● Selected text

- - - - - - -

Spain’s Senate approved Prime Minister Pedro Sanchez’s budget for 2021 on Tuesday, boosting his minority Socialist-led government after years of political instability.
The spending plan, which channels billions of euros in European Union pandemic recovery funds into the economy, was approved by the lower house on December 3 before receiving the Senate’s backing.
Its passage increases the chances that Sanchez will hold on to power until the next general election set for 2023.
It became the first budget to be approved since 2018.
The rise of new parties such as far-left Podemos and market-friendly Ciudadanos has fractured parliament, making it difficult to pass legislation.
This has led to a cycle of political instability that has taken Spain, the euro zone’s fourth largest economy, to four elections between 2015 and 2019.
“This is a very, very important stage because it allows Pedro Sanchez to gain time and stability,” said Oriol Bartomeus, a political scientist at the Autonomous University of Barcelona.

- - - - - - -

● Point localization data

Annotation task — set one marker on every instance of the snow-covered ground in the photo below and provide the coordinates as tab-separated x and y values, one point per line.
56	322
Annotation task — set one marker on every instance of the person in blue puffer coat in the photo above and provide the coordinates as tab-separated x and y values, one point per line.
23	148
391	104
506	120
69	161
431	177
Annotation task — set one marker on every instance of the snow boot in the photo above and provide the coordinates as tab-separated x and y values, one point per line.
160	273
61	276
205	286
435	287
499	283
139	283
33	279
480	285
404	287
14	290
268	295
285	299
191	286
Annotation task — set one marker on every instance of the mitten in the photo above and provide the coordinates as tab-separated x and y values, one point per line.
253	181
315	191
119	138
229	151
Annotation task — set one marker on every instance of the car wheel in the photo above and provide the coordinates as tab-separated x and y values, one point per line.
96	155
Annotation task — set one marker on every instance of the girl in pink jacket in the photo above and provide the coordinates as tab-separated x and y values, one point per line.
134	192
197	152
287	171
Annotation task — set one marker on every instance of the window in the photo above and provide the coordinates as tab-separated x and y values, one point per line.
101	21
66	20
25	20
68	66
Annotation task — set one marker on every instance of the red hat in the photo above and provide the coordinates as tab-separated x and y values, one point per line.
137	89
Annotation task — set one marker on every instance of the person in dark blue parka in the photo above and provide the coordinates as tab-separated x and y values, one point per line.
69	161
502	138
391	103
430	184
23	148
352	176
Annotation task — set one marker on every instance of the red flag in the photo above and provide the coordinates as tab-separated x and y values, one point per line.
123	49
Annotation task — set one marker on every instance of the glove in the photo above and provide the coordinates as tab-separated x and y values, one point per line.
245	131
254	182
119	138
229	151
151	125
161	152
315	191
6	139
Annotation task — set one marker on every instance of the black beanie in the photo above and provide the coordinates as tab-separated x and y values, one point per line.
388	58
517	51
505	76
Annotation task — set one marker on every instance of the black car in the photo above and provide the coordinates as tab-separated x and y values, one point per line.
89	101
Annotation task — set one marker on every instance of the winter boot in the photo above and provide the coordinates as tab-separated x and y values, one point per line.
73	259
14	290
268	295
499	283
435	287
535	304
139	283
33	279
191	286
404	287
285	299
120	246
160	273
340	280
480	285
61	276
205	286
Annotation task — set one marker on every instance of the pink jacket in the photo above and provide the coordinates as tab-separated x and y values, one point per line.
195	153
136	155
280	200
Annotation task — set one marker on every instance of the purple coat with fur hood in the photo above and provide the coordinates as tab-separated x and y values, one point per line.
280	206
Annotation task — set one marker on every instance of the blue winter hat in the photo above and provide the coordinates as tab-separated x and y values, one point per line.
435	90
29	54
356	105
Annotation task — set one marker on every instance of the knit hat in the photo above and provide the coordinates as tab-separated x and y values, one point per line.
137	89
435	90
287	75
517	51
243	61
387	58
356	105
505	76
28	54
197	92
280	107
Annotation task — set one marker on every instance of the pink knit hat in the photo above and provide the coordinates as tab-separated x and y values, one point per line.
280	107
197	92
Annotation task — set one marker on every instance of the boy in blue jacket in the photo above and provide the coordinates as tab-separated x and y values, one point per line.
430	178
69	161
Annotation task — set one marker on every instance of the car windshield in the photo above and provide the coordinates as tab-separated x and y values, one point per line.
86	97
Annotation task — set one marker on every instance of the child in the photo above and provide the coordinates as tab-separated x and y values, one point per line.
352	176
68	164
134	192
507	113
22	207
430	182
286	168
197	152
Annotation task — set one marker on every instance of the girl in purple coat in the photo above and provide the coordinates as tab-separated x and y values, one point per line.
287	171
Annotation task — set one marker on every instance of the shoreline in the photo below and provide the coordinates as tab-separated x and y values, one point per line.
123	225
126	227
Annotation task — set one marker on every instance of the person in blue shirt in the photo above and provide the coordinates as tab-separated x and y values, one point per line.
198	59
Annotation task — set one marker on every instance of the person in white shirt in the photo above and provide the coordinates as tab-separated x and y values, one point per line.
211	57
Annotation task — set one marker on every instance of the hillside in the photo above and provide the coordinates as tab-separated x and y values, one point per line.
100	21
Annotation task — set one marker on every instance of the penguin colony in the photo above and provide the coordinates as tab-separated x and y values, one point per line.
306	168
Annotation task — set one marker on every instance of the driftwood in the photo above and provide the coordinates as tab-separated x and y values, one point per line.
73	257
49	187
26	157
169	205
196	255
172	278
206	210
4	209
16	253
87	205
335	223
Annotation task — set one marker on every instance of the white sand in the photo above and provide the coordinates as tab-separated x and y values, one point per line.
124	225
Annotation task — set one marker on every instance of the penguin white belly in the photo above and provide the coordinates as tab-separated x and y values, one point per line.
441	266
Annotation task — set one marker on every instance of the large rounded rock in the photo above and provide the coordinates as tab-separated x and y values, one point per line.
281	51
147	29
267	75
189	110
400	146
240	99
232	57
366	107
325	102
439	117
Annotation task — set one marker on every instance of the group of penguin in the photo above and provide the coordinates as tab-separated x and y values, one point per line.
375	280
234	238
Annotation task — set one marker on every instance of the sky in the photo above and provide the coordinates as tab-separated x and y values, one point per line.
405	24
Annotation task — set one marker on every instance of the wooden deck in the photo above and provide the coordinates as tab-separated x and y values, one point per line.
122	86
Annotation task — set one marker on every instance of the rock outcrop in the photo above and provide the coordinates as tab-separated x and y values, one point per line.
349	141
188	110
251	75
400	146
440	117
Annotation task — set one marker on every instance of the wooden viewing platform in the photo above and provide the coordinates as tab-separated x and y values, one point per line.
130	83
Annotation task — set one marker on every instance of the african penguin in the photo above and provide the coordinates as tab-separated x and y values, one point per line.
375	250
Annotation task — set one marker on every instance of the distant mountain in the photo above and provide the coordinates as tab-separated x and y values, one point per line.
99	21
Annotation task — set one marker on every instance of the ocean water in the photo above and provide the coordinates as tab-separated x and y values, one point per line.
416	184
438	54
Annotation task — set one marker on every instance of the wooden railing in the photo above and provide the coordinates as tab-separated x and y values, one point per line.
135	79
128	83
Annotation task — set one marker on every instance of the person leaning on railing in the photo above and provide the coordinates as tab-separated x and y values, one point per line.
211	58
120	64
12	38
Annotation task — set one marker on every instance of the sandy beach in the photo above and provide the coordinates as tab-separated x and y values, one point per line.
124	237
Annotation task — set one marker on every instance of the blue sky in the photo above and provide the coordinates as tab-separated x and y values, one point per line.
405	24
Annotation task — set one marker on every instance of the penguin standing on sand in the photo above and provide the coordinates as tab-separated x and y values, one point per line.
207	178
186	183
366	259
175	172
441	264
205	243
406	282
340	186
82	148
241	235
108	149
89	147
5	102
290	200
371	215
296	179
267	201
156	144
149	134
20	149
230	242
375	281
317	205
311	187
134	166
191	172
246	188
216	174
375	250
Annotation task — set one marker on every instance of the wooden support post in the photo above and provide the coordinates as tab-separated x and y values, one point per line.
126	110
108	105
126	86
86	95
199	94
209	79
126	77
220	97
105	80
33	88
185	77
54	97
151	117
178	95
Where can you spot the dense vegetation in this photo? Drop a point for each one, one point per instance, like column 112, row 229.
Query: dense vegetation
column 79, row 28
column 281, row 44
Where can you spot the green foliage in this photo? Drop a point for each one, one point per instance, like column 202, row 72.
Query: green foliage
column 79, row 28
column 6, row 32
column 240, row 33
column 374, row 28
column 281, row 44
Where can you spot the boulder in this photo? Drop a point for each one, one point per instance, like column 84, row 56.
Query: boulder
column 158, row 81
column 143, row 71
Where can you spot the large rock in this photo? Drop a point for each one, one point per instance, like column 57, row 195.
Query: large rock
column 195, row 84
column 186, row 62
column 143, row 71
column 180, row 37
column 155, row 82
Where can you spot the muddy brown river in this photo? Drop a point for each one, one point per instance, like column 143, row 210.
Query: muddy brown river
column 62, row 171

- - - - - - -

● Work task A
Translate this sentence from the article on Spain's 2021 budget into Spanish: "The rise of new parties such as far-left Podemos and market-friendly Ciudadanos has fractured parliament, making it difficult to pass legislation."
● Work task B
Reproduce the article on Spain's 2021 budget from "Its passage increases" up to and including "to pass legislation.".

● Task result A
El auge de nuevos partidos como Podemos, de extrema izquierda, y Ciudadanos, favorable al mercado, ha fragmentado el parlamento, lo que dificulta la aprobación de leyes.

● Task result B
Its passage increases the chances that Sanchez will hold on to power until the next general election set for 2023.
It became the first budget to be approved since 2018.
The rise of new parties such as far-left Podemos and market-friendly Ciudadanos has fractured parliament, making it difficult to pass legislation.